*WHAT IS NEEDED*
Nothing before the line containing "rough mask: <svg" belongs in the answer; quote that line and all lines after it through the end of the material, word for word.

*GIVEN INFORMATION*
[Start of section]
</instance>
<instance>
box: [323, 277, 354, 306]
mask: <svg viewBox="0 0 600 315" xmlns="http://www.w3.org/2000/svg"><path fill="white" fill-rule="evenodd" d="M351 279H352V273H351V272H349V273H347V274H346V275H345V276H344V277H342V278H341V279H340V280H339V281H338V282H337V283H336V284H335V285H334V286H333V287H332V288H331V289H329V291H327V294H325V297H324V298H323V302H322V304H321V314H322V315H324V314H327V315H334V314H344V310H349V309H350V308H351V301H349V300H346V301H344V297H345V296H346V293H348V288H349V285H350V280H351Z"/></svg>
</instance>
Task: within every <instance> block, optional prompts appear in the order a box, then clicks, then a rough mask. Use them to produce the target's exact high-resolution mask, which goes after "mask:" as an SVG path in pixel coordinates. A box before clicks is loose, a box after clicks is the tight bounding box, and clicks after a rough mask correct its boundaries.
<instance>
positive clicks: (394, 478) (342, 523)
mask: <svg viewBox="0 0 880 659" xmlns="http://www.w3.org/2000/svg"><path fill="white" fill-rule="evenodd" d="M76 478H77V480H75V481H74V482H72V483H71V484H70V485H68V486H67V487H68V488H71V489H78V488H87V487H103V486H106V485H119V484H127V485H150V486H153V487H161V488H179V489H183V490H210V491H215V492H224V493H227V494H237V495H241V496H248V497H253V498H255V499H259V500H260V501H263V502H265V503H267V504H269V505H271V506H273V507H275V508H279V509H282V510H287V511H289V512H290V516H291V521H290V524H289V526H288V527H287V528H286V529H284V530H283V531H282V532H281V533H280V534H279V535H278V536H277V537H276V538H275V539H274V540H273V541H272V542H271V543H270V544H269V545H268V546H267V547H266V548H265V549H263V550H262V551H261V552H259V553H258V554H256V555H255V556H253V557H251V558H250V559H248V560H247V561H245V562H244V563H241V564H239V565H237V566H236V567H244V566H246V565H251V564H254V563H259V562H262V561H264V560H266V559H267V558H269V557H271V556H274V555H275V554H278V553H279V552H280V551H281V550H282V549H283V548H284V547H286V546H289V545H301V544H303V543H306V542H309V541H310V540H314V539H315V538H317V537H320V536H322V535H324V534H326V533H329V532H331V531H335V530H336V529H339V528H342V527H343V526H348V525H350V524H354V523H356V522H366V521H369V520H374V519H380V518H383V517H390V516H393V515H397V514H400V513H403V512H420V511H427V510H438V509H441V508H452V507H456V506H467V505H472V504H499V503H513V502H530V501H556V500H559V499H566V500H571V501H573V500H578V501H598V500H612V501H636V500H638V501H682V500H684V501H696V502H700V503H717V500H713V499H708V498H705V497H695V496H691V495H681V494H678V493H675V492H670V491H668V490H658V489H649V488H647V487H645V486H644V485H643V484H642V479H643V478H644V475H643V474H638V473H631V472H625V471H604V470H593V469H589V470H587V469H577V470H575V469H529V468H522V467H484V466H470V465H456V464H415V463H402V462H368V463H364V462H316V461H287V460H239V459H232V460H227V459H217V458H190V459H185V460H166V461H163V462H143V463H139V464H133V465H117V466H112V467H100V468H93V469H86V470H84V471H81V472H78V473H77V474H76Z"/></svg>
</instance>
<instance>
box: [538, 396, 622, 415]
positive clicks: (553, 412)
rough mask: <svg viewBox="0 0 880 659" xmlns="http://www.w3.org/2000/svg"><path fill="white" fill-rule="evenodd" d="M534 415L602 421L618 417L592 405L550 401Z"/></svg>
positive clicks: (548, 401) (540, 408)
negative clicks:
[End of section]
*RESULT OF THE TASK*
rough mask: <svg viewBox="0 0 880 659" xmlns="http://www.w3.org/2000/svg"><path fill="white" fill-rule="evenodd" d="M534 415L602 421L618 417L592 405L550 401Z"/></svg>
positive clicks: (548, 401) (540, 408)
negative clicks:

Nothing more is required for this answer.